▶ [Task requirements]
Transcribe every entry below word for word, but skip the pictures.

::: Provided data :::

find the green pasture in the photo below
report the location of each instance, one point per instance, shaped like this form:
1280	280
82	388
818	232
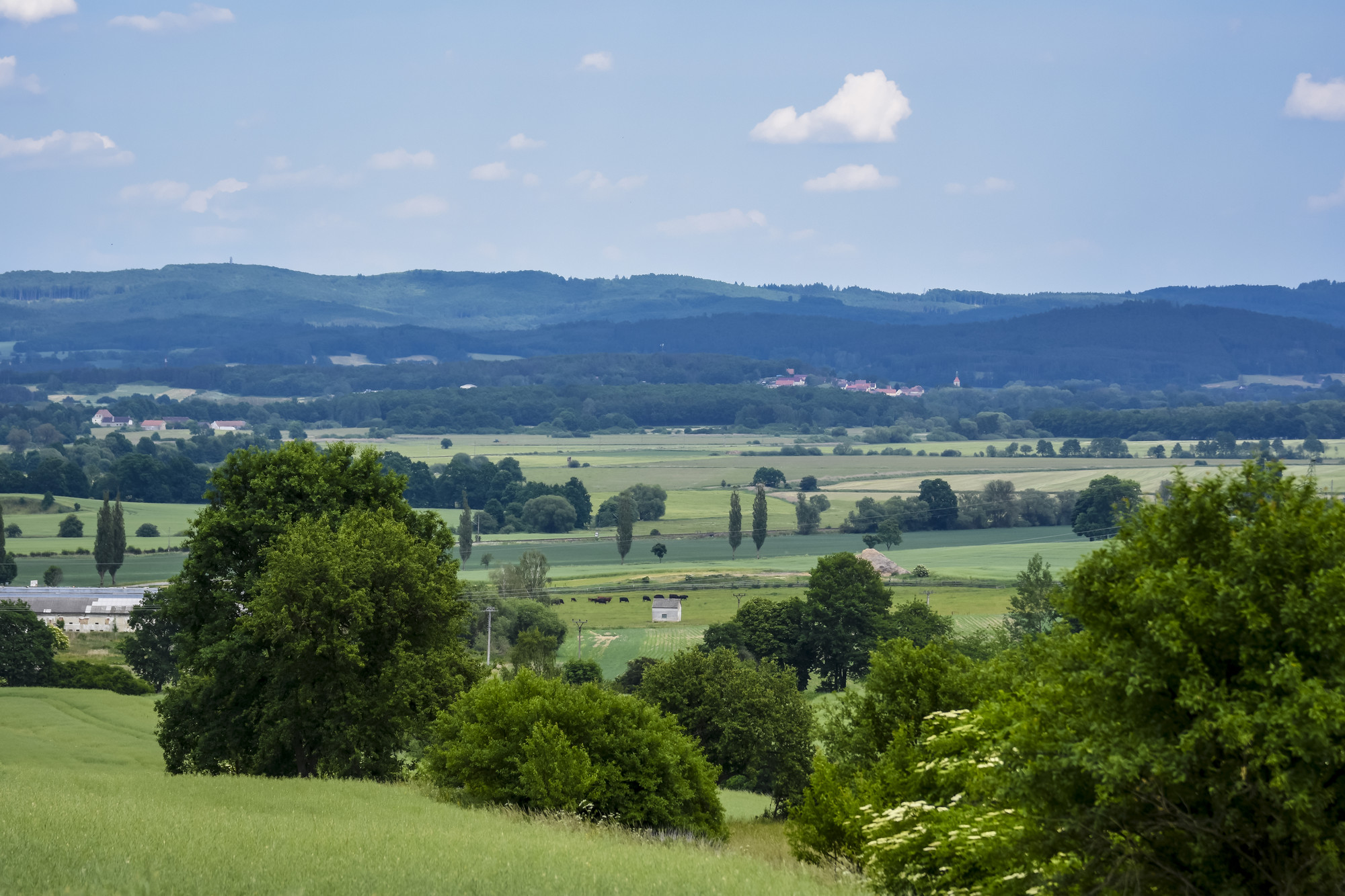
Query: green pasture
966	553
85	807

:::

▶ [Exercise solution]
find the green pasture in the photo below
report the location of each instance, one point per instance, shaped like this form:
1280	280
82	388
818	232
Query: green pasture
966	553
85	807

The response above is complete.